[Dataset entries]
:::::
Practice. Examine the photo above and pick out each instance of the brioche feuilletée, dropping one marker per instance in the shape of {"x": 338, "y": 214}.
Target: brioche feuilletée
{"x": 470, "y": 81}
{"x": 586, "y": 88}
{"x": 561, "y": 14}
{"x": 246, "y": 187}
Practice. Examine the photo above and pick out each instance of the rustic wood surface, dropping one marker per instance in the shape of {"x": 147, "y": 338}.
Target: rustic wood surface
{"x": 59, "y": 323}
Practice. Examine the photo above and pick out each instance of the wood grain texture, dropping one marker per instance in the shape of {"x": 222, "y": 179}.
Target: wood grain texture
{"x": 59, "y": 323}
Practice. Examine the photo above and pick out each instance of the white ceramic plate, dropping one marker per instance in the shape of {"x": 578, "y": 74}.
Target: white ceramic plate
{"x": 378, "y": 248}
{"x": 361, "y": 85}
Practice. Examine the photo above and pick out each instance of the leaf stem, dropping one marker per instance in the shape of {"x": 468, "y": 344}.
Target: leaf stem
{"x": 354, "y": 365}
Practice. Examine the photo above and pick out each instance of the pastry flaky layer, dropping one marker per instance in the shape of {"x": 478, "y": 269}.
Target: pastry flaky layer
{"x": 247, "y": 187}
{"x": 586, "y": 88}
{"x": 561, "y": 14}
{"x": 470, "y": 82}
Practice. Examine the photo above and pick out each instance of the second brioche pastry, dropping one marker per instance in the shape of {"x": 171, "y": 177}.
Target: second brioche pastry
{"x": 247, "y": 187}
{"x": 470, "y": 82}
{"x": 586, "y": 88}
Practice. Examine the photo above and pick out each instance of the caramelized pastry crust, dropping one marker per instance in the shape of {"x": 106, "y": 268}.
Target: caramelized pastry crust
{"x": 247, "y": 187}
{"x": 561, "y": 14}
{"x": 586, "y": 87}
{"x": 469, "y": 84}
:::::
§ What you should do: Reproduce every record, making sure each one stays exactly the same.

§ Answer:
Practice. Examine the photo above and pick out each instance of the brioche feuilletée, dropping one marker per instance in the shape of {"x": 338, "y": 214}.
Target: brioche feuilletée
{"x": 470, "y": 81}
{"x": 586, "y": 88}
{"x": 561, "y": 14}
{"x": 246, "y": 187}
Practice. Examine the photo above and pick out each instance of the rustic wood surface, dropping one marker per instance in the shape of {"x": 147, "y": 338}.
Target: rustic wood surface
{"x": 59, "y": 323}
Practice. Examine the photo above and pick out each instance of the wood grain texture, dropping one marker per instance in the shape of {"x": 222, "y": 179}.
Target: wood grain texture
{"x": 59, "y": 323}
Practice. Examine the photo above and pick out each instance of the white ceramic plate, dropping one marker per instance in the shape of {"x": 578, "y": 74}.
Target: white ceramic plate
{"x": 378, "y": 248}
{"x": 361, "y": 85}
Practice. Examine the photo above and pick out each instance of the leaf stem, dropping one marker per instance in the shape of {"x": 468, "y": 344}.
Target: leaf stem
{"x": 354, "y": 365}
Practice. Examine the photo above and pick out each instance of the pastry flaky layer, dropping one marker per instance in the shape of {"x": 478, "y": 269}.
Target: pastry flaky layer
{"x": 247, "y": 187}
{"x": 586, "y": 88}
{"x": 561, "y": 14}
{"x": 470, "y": 82}
Practice. Examine the photo above and pick out each instance of the second brioche pastry, dropping one marker per instance in the shape of {"x": 171, "y": 177}.
Target: second brioche pastry
{"x": 247, "y": 187}
{"x": 470, "y": 82}
{"x": 586, "y": 88}
Practice. Examine the photo above and pick out each instance of the caramelized pastry crust, dropping one marker per instance in the shape of {"x": 106, "y": 268}.
Target: caramelized pastry crust
{"x": 247, "y": 187}
{"x": 561, "y": 14}
{"x": 586, "y": 87}
{"x": 469, "y": 84}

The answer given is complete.